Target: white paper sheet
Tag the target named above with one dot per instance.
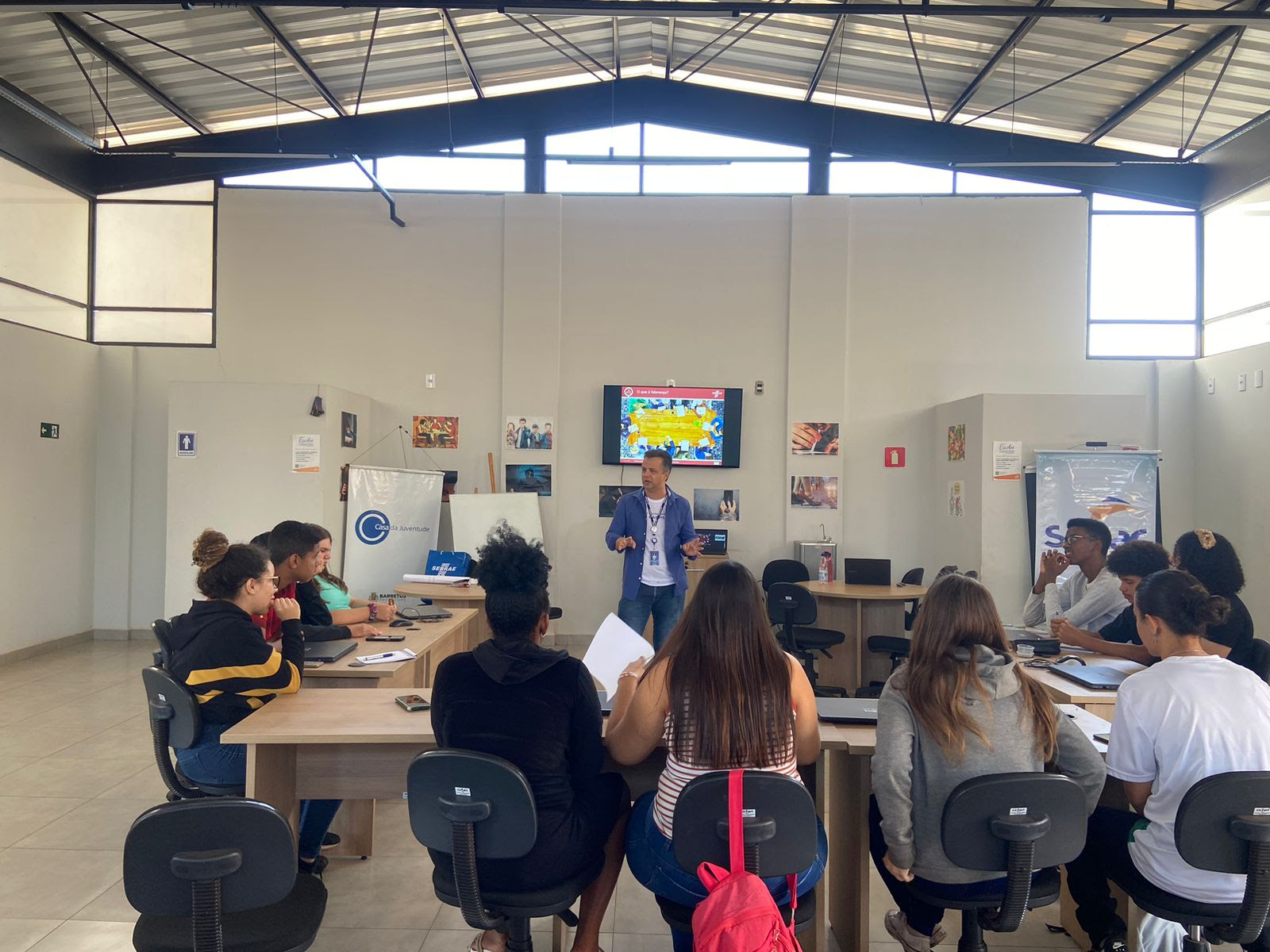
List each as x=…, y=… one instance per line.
x=613, y=649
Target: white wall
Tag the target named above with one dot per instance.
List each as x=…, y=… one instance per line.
x=48, y=499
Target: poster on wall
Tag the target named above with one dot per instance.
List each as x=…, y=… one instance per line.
x=305, y=452
x=717, y=505
x=814, y=492
x=530, y=433
x=1119, y=489
x=389, y=526
x=435, y=433
x=1007, y=460
x=814, y=438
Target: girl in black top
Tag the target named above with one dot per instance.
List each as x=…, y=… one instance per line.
x=1212, y=559
x=539, y=710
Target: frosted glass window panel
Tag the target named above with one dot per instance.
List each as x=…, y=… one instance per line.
x=19, y=306
x=736, y=179
x=190, y=192
x=44, y=234
x=429, y=173
x=1240, y=330
x=592, y=179
x=188, y=328
x=888, y=179
x=1143, y=340
x=154, y=255
x=1142, y=268
x=1236, y=254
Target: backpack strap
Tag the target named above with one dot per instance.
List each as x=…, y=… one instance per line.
x=736, y=822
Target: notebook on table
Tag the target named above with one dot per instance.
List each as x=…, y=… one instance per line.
x=328, y=651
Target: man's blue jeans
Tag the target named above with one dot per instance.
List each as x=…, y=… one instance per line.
x=213, y=762
x=660, y=602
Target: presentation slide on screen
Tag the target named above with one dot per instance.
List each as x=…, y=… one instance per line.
x=686, y=422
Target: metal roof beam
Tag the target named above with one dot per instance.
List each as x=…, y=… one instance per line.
x=452, y=32
x=1022, y=31
x=295, y=57
x=127, y=70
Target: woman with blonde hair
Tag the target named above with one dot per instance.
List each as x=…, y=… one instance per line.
x=960, y=708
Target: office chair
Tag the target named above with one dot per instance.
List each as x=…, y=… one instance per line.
x=219, y=876
x=1009, y=823
x=475, y=806
x=780, y=838
x=793, y=607
x=1218, y=828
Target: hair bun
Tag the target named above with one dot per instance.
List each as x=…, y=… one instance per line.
x=210, y=547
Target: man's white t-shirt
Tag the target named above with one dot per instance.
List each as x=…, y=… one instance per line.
x=1179, y=721
x=660, y=574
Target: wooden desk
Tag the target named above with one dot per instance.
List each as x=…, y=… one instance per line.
x=857, y=612
x=431, y=641
x=454, y=597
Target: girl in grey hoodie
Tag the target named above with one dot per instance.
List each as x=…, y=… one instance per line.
x=960, y=708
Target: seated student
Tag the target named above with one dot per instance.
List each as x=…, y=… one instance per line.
x=1213, y=560
x=219, y=653
x=722, y=696
x=1187, y=717
x=295, y=549
x=328, y=594
x=514, y=698
x=1130, y=562
x=1089, y=600
x=960, y=708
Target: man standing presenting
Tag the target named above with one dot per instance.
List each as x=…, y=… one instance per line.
x=653, y=528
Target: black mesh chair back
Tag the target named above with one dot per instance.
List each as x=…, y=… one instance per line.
x=784, y=570
x=175, y=723
x=215, y=875
x=780, y=835
x=475, y=806
x=1010, y=824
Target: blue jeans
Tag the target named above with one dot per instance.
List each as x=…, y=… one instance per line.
x=213, y=762
x=660, y=602
x=652, y=861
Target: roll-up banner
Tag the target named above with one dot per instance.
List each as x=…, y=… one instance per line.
x=1118, y=488
x=389, y=526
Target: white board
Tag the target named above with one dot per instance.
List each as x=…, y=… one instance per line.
x=475, y=514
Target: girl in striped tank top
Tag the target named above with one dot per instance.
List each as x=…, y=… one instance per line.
x=721, y=695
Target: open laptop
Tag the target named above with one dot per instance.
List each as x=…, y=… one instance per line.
x=867, y=571
x=328, y=651
x=846, y=710
x=1094, y=676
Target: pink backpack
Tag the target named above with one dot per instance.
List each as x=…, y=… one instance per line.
x=740, y=914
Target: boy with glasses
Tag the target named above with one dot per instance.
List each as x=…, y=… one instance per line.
x=1089, y=600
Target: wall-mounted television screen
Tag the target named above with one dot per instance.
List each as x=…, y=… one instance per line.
x=696, y=425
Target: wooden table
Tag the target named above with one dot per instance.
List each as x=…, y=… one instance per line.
x=452, y=597
x=431, y=641
x=859, y=612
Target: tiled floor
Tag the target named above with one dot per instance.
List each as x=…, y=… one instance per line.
x=76, y=768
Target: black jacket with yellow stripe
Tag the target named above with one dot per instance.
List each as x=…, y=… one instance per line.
x=222, y=658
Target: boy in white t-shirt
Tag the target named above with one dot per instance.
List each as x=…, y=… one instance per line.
x=1191, y=716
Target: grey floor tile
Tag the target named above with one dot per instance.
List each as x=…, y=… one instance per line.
x=87, y=937
x=98, y=824
x=25, y=816
x=21, y=935
x=54, y=884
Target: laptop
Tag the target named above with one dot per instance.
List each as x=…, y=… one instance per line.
x=328, y=651
x=867, y=571
x=846, y=710
x=1096, y=677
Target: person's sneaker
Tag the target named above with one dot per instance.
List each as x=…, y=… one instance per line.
x=908, y=937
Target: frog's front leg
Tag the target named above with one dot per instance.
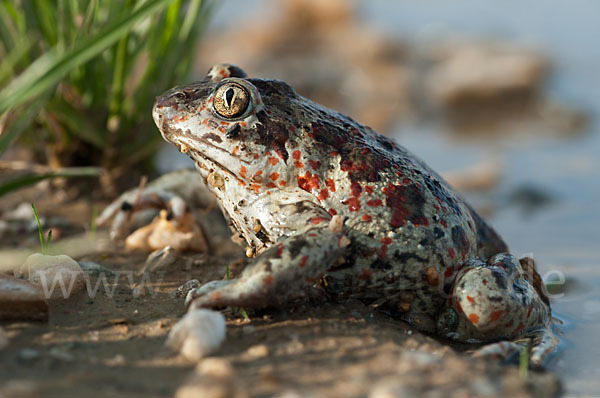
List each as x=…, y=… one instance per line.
x=285, y=271
x=502, y=299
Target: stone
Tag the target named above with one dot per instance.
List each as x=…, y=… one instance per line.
x=21, y=300
x=199, y=333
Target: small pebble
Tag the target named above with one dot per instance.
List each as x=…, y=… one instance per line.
x=21, y=300
x=199, y=333
x=59, y=276
x=92, y=268
x=258, y=351
x=215, y=367
x=28, y=354
x=184, y=289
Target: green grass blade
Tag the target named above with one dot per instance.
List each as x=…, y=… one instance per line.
x=37, y=219
x=48, y=238
x=78, y=123
x=24, y=119
x=34, y=81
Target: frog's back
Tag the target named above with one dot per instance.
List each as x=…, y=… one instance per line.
x=406, y=222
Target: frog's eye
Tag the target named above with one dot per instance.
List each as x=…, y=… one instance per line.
x=231, y=100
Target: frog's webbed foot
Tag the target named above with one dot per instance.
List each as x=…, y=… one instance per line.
x=173, y=192
x=500, y=300
x=539, y=344
x=285, y=271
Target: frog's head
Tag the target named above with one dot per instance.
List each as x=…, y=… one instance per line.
x=246, y=136
x=236, y=129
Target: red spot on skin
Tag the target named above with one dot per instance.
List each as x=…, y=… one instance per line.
x=280, y=248
x=519, y=328
x=355, y=188
x=353, y=204
x=365, y=274
x=314, y=164
x=494, y=316
x=383, y=251
x=303, y=261
x=346, y=165
x=330, y=184
x=280, y=153
x=324, y=194
x=421, y=221
x=374, y=202
x=451, y=252
x=309, y=181
x=474, y=318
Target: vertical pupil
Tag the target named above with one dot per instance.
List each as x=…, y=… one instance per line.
x=229, y=97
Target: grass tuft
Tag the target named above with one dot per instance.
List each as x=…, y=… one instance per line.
x=80, y=76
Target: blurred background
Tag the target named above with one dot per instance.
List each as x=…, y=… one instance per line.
x=501, y=98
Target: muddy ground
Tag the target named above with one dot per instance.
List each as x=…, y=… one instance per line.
x=113, y=344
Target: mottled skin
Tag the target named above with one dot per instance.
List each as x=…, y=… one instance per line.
x=323, y=200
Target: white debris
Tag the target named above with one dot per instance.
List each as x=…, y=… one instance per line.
x=59, y=276
x=199, y=333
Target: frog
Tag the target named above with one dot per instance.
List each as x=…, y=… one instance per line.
x=328, y=206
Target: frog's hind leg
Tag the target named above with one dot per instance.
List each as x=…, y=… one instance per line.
x=285, y=271
x=539, y=343
x=502, y=299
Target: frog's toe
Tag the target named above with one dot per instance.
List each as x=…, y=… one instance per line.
x=496, y=300
x=207, y=295
x=539, y=345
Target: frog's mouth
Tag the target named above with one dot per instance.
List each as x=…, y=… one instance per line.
x=197, y=149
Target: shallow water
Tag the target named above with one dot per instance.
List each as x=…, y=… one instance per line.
x=563, y=235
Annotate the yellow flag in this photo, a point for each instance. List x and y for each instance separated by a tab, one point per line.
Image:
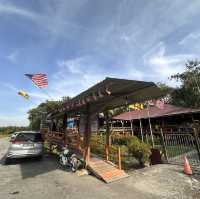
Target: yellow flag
23	94
136	106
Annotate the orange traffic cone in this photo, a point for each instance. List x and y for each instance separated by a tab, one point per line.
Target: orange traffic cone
187	168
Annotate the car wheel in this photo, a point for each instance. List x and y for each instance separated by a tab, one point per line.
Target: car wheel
40	157
7	161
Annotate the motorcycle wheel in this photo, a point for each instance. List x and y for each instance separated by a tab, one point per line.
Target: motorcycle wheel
74	164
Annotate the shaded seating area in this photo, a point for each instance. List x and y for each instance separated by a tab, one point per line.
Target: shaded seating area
100	98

========================================

* Work to complete:
Reproduce the records verbatim, from the line containing "Target: frog's front leg" through the line containing "x=184, y=289". Omit the pictures.

* Written response:
Target: frog's front leg
Tag the target named above with one dot per instance.
List each as x=…, y=… one instance per line.
x=285, y=271
x=502, y=299
Target: stone
Tag the target named above with one dot per instance.
List each as x=…, y=… one instance per line.
x=21, y=300
x=199, y=333
Target: small pebble
Tag the target named above with one dot per instance.
List each as x=…, y=… one instance per line.
x=21, y=300
x=199, y=333
x=59, y=276
x=92, y=268
x=258, y=351
x=215, y=367
x=28, y=354
x=184, y=289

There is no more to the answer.